Reproduce every one of the entries below word for word, from the first to the last, without altering any of their wording.

─── Stored records

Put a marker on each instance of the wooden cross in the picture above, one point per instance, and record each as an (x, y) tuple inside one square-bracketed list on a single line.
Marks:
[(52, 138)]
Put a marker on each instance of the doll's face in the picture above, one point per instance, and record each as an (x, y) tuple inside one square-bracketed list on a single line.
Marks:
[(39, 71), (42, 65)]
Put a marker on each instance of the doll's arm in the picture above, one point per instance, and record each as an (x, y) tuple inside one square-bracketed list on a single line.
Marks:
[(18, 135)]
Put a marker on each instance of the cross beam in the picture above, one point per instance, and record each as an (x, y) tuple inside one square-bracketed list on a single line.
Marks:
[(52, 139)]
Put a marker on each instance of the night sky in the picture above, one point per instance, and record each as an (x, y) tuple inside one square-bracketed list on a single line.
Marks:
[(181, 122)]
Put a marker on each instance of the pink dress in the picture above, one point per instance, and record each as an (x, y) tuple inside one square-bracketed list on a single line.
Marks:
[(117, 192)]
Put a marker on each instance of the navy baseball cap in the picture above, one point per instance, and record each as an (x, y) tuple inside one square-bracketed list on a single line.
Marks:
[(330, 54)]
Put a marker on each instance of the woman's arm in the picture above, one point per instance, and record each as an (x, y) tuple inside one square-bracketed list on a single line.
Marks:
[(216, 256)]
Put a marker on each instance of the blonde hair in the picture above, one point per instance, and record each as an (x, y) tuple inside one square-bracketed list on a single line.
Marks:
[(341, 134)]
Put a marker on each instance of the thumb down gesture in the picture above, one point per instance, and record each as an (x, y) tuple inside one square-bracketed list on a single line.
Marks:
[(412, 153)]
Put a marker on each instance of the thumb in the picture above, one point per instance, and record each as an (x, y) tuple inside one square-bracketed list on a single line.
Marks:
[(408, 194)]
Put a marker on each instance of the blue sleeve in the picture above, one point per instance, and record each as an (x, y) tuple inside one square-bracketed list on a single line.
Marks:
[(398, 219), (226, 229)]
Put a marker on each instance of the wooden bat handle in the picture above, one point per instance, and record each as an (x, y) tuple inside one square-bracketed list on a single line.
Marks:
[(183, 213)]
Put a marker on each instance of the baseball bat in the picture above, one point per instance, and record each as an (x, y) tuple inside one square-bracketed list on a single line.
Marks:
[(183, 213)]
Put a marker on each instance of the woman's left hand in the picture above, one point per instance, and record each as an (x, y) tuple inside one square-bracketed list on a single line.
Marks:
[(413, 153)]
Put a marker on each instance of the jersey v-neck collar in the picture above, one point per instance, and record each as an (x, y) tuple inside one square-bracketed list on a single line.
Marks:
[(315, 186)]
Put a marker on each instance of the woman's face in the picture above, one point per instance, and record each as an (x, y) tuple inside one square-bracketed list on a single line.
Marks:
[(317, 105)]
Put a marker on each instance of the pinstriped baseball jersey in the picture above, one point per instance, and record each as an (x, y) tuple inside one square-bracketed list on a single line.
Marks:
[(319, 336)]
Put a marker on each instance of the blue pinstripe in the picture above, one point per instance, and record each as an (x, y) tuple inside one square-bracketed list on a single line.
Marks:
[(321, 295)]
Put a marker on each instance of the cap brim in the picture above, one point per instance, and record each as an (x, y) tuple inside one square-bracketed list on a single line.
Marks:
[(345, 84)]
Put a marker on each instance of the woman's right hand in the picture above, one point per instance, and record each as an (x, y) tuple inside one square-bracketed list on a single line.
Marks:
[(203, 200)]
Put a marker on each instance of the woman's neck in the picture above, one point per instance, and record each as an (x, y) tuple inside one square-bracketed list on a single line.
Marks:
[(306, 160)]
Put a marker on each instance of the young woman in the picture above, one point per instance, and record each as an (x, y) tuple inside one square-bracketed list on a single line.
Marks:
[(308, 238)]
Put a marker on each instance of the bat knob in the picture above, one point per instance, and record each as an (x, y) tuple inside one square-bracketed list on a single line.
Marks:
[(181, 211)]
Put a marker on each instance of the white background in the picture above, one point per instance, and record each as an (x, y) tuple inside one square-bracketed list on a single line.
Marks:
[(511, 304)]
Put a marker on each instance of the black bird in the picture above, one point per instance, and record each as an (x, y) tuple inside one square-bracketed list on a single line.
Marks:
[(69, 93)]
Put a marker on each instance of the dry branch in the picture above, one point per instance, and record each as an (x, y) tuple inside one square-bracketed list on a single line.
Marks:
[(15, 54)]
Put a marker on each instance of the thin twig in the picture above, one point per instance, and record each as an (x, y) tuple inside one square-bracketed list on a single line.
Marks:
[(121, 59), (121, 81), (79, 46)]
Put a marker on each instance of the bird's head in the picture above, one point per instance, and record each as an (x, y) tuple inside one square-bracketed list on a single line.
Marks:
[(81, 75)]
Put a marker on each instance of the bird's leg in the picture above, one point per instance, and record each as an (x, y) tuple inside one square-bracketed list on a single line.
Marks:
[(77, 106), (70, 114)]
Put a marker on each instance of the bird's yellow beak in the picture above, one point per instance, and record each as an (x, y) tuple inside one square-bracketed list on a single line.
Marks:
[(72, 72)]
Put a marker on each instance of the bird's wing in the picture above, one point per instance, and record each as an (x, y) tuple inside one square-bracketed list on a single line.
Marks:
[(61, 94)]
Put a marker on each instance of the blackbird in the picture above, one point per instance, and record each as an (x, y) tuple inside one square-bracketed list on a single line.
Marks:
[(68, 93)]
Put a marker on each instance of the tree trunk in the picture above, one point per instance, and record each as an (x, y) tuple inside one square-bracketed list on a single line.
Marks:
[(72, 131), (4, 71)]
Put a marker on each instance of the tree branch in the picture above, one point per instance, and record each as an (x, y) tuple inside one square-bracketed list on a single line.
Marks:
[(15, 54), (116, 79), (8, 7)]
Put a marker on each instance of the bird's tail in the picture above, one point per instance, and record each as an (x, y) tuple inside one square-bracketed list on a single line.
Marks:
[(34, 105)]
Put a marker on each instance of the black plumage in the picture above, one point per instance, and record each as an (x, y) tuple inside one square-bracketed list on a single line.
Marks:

──────

■ **Task answer**:
Put a marker on each instance of the wooden cross in the picture above, one point per instance, and record each as an (x, y) tuple inside one square-bracketed list on a single line.
Marks:
[(52, 138)]
Put a marker on each instance of the doll's face in the picture above, one point per instance, and record each as an (x, y) tuple inside one square-bracketed list on a single line.
Marks:
[(39, 71), (42, 65)]
Put a marker on each instance of the doll's arm in the picture above, one point per instance, and record each as an (x, y) tuple inside one square-bracketed list on a single line.
Marks:
[(18, 135)]
Put a marker on each instance of the cross beam in the picture above, one point per instance, and record each as an (x, y) tuple inside one square-bracketed list on a single line.
Marks:
[(52, 139)]
Put a marker on each instance of the night sky in the picture above, one point per instance, and record each as an (x, y) tuple inside one square-bracketed list on a single line.
Marks:
[(181, 122)]
Put a marker on each instance of the pink dress in the picture above, one point per instance, and record each as an (x, y) tuple inside one square-bracketed list on a single line.
Marks:
[(117, 192)]
Put a marker on each instance of the navy baseball cap in the picture above, one point per instance, and record each as an (x, y) tuple inside one square-bracketed list on a single line.
Marks:
[(330, 54)]
Put a marker on each instance of the woman's arm in the picture above, one point per instance, and record each as an (x, y) tuple inside one square-bracketed list on a single line.
Marks:
[(216, 256)]
Put a marker on each instance of the blonde hair in the picture above, one point per instance, and record each as an (x, y) tuple inside one square-bracketed list on a single line.
Marks:
[(341, 134)]
Put a marker on each instance of the thumb down gesture in the picture above, one point per instance, and record each as an (x, y) tuple inside one square-bracketed list on a single line.
Marks:
[(412, 153)]
Put a marker on each instance of the thumb in the picture above, one point per instance, and record each as an (x, y) tuple inside one square-bracketed list on a single line.
Marks:
[(408, 194)]
Put a marker on each instance of the blue sleeve in the picture above, one point per instance, and record each as an (x, y) tuple inside one square-bracketed list on a single line.
Marks:
[(398, 219), (226, 229)]
Put a marker on each instance of the wooden bat handle in the picture above, one point per instance, and record each as an (x, y) tuple inside one square-bracketed list on a single line.
Marks:
[(183, 213)]
Put a marker on each instance of the baseball bat in the picture above, one point per instance, and record each as an (x, y) tuple inside one square-bracketed list on a single line.
Marks:
[(183, 213)]
Put a marker on each instance of the woman's left hand in the picture above, one point per instance, and record each as an (x, y) tuple inside one square-bracketed list on a single line.
Marks:
[(413, 153)]
Put a marker on each instance of the jersey v-neck collar in the picture above, one point per instance, and record each as an (x, y) tuple inside one square-bracketed list on a single line.
Marks:
[(315, 186)]
Put a marker on each instance of the woman's face in the picture above, one point per instance, and record each as an (x, y) tuple inside one square-bracketed list on a single line.
Marks:
[(317, 105)]
Put a marker on each instance of the pinstriped baseball jersey in the picture above, one point per instance, and record each as an (x, y) tuple inside one square-bracketed list on a single line.
Marks:
[(319, 336)]
Put a marker on each instance of the blue pinstripe in the picture above, one point per instance, and record each as an (x, y) tuple inside one square-bracketed list on a single line.
Marks:
[(321, 295)]
Put a marker on each instance of the cap brim in the picture above, one point per instance, and record each as an (x, y) tuple inside one square-bracketed list on a single line.
Marks:
[(345, 84)]
Put a marker on each instance of the woman's right hand in the picture above, one point per instance, and record each as an (x, y) tuple inside one square-bracketed list on a single line.
Marks:
[(203, 200)]
Put a marker on each instance of the woman's neck in the picture above, one point per instance, and record each as an (x, y) tuple inside one square-bracketed list on a single line.
Marks:
[(306, 160)]
Put a marker on each instance of the young woman in the picture above, one point per instance, and record each as an (x, y) tuple inside one square-bracketed list on a single line.
Marks:
[(308, 238)]
Put a marker on each instance of the bat knob in the picture above, one point per instance, and record each as an (x, y) tuple inside one square-bracketed list on a single line.
Marks:
[(181, 211)]
Put a marker on each instance of the white background in the picture above, one point per instance, and record each as an (x, y) tuple inside one square-bracketed list on a single line.
Marks:
[(511, 304)]
Put a marker on each instance of the black bird in the picture above, one point per instance, and record each as an (x, y) tuple inside one square-bracketed list on a single line.
Marks:
[(69, 93)]
Put a marker on each instance of the dry branch in the picture above, one point per instance, and record each as an (x, y) tuple inside one square-bracketed list on a single line.
Marks:
[(15, 54)]
Put a marker on each instance of the thin twig in the picture above, one point per instance, and record each as an (x, y) tuple inside one square-bracketed list on a single line.
Marks:
[(121, 59), (121, 81), (79, 46)]
Put a marker on each instance of the bird's head in the picture above, one point per instance, and record each as an (x, y) tuple inside one square-bracketed list on a single line.
Marks:
[(81, 75)]
Put a marker on each instance of the bird's leg in the picture above, one point per instance, and record each as an (x, y) tuple inside one square-bracketed list on a single line.
Marks:
[(77, 106), (70, 114)]
Put a marker on each instance of the bird's yellow beak in the picture above, one point per instance, and record each as an (x, y) tuple inside one square-bracketed list on a single line.
Marks:
[(72, 72)]
Put a marker on each instance of the bird's wing in the picture above, one point per instance, and record each as an (x, y) tuple inside one square-bracketed list on a single line.
Marks:
[(61, 94)]
Put a marker on each instance of the blackbird in the picture above, one point per instance, and record each as an (x, y) tuple inside one square-bracketed list on a single line.
Marks:
[(68, 93)]
Put a marker on each instance of the tree trunk in the picture above, one point per instance, and record each as an (x, y) tuple inside one square-bracketed list on a single line.
Marks:
[(72, 131), (4, 71)]
Put a marker on each instance of the tree branch in the picture above, one point per instance, and record each as an (x, y) tuple inside one square-bracketed list on a single line.
Marks:
[(15, 54), (116, 79), (8, 7)]
Put a marker on each instance of the bird's tail in the picture above, one point per instance, and record each as an (x, y) tuple inside one square-bracketed list on a single line.
Marks:
[(34, 105)]
Put a marker on each instance of the black plumage in the picture above, one point per instance, and record each as an (x, y) tuple inside one square-bracketed list on a single line.
Marks:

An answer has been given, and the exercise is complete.